● **Supplied records**:
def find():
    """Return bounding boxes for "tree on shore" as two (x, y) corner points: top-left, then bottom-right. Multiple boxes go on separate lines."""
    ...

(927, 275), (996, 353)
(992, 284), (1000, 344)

● **Exercise objective**: In full and word for word, set down the records shown above.

● **Solved exercise**:
def find():
    """Return bounding boxes for "tree on shore" as two (x, y) corner points: top-left, then bottom-right. Multiple boxes go on separate lines."""
    ...

(927, 275), (996, 353)
(992, 284), (1000, 344)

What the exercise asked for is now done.